## PROBLEM TO WORK ON
Please quote the entries below verbatim, from their first line through the line containing "[244,127,338,267]", with both of those lines included.

— start THE DATA —

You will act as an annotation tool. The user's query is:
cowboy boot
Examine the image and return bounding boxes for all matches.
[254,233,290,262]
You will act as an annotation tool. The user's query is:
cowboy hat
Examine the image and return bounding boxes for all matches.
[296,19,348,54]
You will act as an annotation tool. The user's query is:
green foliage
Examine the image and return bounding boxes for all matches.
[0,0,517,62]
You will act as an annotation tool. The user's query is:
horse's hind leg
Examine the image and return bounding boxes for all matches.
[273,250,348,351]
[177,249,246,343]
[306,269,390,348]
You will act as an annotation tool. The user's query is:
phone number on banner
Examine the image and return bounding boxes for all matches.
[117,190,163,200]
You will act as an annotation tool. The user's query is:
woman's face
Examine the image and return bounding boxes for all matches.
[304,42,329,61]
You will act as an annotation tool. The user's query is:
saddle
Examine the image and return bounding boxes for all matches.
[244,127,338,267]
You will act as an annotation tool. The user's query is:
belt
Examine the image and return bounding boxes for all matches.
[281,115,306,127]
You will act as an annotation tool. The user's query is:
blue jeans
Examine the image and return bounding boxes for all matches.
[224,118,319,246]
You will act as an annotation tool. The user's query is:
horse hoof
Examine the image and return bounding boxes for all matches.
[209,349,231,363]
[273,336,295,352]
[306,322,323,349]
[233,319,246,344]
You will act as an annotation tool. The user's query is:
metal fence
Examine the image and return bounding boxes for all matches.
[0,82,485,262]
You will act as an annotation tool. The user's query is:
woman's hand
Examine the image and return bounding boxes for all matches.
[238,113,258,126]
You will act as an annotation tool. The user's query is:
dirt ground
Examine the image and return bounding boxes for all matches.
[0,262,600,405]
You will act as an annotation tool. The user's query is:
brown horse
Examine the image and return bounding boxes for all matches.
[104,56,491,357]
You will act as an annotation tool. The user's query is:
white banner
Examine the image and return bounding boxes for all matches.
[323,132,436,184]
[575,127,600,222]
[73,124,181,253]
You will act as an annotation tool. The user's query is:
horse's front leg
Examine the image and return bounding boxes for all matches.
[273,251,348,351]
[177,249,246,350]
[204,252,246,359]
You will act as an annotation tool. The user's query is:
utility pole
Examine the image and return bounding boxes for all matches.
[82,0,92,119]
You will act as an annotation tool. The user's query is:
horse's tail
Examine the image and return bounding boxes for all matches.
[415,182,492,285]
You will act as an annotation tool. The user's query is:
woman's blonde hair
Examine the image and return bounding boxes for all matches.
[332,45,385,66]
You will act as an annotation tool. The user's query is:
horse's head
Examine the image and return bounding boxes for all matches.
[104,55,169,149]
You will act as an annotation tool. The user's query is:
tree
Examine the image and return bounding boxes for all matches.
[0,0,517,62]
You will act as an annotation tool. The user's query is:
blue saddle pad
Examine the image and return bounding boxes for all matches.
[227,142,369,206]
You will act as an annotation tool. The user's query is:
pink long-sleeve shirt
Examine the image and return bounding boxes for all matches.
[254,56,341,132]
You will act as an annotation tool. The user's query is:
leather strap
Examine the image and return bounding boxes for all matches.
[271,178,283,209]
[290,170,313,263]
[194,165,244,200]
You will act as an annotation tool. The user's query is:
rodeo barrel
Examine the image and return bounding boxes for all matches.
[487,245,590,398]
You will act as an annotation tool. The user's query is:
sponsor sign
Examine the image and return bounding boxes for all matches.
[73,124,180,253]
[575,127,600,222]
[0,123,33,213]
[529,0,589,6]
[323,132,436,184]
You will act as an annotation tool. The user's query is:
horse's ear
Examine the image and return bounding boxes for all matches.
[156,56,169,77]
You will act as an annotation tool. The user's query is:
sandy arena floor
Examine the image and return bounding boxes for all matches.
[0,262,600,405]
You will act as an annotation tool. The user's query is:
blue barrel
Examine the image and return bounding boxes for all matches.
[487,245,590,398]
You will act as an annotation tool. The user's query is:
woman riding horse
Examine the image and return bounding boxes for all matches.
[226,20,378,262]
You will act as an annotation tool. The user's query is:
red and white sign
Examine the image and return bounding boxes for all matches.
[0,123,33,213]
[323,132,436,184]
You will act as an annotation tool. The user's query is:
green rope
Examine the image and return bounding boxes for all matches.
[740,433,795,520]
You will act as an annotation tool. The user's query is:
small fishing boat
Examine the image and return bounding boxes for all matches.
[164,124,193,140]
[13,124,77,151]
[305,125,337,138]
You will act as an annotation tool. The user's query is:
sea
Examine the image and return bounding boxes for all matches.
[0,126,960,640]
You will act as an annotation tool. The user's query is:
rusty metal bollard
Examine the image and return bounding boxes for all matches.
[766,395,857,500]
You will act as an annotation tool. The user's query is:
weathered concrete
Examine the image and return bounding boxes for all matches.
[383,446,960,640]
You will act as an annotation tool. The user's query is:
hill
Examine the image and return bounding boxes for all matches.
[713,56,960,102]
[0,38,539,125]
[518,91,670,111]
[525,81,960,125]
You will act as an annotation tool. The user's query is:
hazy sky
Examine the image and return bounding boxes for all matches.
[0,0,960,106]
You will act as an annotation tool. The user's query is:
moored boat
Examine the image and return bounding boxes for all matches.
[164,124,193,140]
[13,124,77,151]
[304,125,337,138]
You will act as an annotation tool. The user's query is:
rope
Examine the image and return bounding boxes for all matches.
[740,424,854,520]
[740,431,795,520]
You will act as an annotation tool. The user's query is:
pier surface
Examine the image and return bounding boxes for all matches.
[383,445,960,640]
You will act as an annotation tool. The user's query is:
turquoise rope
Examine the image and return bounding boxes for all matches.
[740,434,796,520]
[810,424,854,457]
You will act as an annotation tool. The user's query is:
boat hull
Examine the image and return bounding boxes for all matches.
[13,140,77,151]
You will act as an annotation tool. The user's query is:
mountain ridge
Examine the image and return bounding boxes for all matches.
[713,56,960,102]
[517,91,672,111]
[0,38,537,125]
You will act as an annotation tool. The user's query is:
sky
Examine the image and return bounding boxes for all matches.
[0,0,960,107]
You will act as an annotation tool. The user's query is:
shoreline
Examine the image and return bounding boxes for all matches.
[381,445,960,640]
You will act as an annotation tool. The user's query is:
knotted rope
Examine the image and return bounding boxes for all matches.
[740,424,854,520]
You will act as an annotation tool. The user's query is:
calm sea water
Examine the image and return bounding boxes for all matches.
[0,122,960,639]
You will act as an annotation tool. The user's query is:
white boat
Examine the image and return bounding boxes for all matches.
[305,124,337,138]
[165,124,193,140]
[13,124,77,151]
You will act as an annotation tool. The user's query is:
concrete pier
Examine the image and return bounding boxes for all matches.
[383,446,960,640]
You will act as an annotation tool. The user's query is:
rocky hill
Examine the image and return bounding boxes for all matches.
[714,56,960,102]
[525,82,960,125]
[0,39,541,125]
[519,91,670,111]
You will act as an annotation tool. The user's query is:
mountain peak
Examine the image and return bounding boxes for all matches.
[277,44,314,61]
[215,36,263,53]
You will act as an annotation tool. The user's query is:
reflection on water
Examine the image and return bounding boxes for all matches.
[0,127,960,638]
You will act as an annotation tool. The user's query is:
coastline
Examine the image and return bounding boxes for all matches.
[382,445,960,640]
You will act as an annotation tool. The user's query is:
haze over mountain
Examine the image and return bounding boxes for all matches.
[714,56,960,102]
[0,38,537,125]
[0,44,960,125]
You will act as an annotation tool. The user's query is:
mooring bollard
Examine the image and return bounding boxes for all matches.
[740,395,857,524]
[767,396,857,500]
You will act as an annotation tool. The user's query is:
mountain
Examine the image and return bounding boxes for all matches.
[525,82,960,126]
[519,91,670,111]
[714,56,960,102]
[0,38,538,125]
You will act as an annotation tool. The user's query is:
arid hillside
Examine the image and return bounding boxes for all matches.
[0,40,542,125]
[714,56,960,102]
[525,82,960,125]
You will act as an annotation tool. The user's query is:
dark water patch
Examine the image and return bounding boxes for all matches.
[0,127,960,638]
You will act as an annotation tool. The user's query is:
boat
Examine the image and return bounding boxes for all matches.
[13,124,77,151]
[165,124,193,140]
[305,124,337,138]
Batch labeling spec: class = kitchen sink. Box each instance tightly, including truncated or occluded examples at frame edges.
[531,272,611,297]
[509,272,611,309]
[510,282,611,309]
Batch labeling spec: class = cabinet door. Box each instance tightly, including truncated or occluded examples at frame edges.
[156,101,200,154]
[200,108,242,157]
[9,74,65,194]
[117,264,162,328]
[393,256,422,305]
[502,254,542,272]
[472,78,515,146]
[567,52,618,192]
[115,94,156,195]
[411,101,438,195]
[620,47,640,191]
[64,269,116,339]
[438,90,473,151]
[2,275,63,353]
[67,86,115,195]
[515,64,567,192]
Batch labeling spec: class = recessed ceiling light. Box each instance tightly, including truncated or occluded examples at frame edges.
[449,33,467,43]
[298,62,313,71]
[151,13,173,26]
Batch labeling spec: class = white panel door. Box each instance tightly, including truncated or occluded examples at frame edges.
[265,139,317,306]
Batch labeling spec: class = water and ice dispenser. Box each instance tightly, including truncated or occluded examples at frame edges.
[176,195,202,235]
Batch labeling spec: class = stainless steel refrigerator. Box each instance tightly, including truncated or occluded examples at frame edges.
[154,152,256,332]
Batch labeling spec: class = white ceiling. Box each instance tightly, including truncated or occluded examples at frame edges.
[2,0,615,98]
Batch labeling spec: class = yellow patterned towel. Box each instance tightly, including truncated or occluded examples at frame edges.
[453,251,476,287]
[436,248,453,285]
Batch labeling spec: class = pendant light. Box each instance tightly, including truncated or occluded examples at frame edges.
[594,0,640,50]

— end THE DATA —

## RESPONSE
You will act as an annotation tool. The user's query is:
cowboy boot
Examine the image and return bounding boxes for all matches.
[254,233,290,262]
You will act as an annotation tool. The user's query is:
cowboy hat
Examine the image and return bounding boxes for all matches.
[296,19,348,54]
You will act as an annotation tool. The user's query is:
green foliage
Examine the image and return bounding boxes for all matches.
[0,0,517,62]
You will act as an annotation tool. The user's query is:
horse's hind leg
Examine the image and return bounding boxes for all matches.
[273,250,348,351]
[177,249,246,343]
[306,269,390,348]
You will act as an annotation tool. The user's query is:
phone number on banner
Examine the image and return bounding boxes for all matches.
[117,190,163,200]
You will act as an annotation tool. The user's query is:
woman's face
Examine the image and return bounding boxes for all matches.
[304,42,329,61]
You will act as an annotation tool. The user's query is:
saddle
Examine the image and return bounding boxes for all matches.
[244,127,338,267]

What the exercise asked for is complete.